[start Source excerpt]

Oil erased its gains since the war in the Middle East began as Israel faces growing pressure to limit its bombardments to help hostage negotiations, keeping the conflict limited entering its fourth week.

West Texas Intermediate fell as much as 4.3%, with losses accelerating after crude slipped below technical support levels near $82 a barrel. Israel’s ground incursion into Gaza has so far been less extensive than some investors expected, and the risk premium that received a boost on Friday as the invasion commenced has since been wiped out.

“The selling accelerated once WTI broke Friday’s low, where a bunch of stops were undoubtedly resting,” said Fawad Razaqzada, a market analyst at City Index and Forex.com. “Still, there is a possibility that the bulls will try and defend key support sitting below the $82,” with the geopolitical risks and supply cuts from OPEC+ limiting declines.

Israeli Prime Minister Benjamin Netanyahu said in a televised speech Monday that his country won’t agree to any cease-fire with Hamas while adding that the nation also struck Iran-backed Hezbollah in response to attacks.

  

Global oil markets have been transfixed by the conflict because of its potential to spread beyond Israel and Gaza. The Middle East accounts for a third of global crude supplies, and concerns have mounted that an escalation of the war may lead to attacks on oil tankers, threats to maritime chokepoints and reduced exports from Iran.

Before crude futures began trading on Monday in Asia, both Tehran and Washington had warned that the conflict could still spread. Iran said Israel’s moves may “force everyone to take action.” The US, meanwhile, saw an “elevated risk” of regional spillover, according to National Security Advisor Jake Sullivan.

[end Source excerpt]

#### Problem details:
Write the next few paragraphs of the news report on oil prices and the Middle East war, picking up after its final sentence.

[start Dataset content]

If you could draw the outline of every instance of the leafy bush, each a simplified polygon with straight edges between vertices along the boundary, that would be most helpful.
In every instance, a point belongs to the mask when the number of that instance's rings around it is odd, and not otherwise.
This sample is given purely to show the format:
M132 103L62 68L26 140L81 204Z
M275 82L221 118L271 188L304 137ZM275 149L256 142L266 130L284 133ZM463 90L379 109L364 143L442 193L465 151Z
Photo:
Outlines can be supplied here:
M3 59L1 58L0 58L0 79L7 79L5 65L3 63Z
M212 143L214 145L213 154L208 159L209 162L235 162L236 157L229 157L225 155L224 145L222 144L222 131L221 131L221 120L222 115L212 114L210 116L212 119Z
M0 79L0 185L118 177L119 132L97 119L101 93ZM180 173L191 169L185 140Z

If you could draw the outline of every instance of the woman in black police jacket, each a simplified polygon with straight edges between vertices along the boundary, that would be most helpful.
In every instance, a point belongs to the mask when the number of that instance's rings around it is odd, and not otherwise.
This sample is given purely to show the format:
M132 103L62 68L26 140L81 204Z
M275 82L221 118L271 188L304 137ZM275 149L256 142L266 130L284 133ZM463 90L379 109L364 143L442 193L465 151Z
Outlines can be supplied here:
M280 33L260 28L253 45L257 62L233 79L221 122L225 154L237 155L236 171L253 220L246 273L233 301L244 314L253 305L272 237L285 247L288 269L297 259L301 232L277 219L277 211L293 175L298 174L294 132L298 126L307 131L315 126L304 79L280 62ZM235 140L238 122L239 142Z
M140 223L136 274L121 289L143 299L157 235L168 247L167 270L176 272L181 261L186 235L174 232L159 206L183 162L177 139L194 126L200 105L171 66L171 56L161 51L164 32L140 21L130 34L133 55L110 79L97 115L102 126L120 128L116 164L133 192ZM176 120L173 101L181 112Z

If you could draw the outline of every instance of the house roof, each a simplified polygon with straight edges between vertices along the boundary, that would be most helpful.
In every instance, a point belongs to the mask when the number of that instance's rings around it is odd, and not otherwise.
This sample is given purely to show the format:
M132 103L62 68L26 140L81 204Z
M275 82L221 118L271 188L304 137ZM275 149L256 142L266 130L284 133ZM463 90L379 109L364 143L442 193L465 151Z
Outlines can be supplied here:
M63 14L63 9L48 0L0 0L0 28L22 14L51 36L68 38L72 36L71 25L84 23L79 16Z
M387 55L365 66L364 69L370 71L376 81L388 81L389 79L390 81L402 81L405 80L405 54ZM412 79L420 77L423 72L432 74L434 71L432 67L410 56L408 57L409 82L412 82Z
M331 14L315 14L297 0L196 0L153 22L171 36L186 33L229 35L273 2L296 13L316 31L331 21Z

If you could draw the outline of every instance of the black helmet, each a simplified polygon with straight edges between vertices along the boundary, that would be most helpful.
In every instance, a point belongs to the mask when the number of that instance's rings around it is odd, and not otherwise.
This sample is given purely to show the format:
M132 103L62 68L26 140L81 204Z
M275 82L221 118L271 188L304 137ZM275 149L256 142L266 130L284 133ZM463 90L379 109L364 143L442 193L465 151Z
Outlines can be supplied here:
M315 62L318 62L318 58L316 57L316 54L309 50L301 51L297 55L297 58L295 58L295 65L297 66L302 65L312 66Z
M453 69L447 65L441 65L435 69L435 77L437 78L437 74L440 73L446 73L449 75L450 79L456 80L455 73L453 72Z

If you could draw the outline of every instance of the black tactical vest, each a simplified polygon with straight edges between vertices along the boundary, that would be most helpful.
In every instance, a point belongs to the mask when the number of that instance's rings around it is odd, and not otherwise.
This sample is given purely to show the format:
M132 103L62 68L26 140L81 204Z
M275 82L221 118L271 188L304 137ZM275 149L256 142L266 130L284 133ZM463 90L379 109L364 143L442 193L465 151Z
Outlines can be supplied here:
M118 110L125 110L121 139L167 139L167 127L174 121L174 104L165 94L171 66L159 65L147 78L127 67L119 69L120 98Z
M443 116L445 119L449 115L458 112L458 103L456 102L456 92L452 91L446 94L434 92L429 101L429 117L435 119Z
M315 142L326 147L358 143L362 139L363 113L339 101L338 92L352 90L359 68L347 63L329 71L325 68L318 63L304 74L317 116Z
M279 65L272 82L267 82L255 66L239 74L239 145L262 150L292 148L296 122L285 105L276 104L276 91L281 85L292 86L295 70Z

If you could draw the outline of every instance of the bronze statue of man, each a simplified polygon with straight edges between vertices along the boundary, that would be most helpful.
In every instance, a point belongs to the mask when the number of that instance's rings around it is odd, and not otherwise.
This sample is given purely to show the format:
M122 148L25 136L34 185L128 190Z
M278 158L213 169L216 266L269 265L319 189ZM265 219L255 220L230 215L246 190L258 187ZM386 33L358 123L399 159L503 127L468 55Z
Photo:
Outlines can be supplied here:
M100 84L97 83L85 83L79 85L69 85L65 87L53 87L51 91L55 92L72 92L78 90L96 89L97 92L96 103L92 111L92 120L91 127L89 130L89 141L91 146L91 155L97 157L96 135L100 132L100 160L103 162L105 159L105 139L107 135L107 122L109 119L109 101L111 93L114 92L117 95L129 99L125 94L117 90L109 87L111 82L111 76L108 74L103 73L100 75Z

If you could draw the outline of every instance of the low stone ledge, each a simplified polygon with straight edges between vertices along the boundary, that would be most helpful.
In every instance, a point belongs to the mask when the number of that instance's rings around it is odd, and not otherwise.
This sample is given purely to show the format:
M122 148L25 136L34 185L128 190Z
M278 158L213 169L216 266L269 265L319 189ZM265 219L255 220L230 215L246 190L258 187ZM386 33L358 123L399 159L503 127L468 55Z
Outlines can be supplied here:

[end Dataset content]

#### Answer for this exercise:
The World Bank warned that even a small disruption to crude supplies due to the escalation of the conflict could remove between 500,000 and 2 million barrels a day from global markets. If that happens, prices could rise to between $93 and $102 a barrel.

Elsewhere in markets, Saudi Arabia, which leads the OPEC+ alliance along with Russia, may refrain from hiking the selling price of its crude for Asian customers for the first time in six months after weak Chinese manufacturing data signaled that demand on the continent remains sluggish.

Loadings from Russian ports on the Black and Baltic Seas, including some batches originating in Belarus, are set at a total of 2.16 million tons for November, according to industry data seen by Bloomberg, as an export ban that roiled this month’s flows is reversed. That’s 56% above the October plan and Russia’s highest planned exports in three months.

©2023 Bloomberg L.P.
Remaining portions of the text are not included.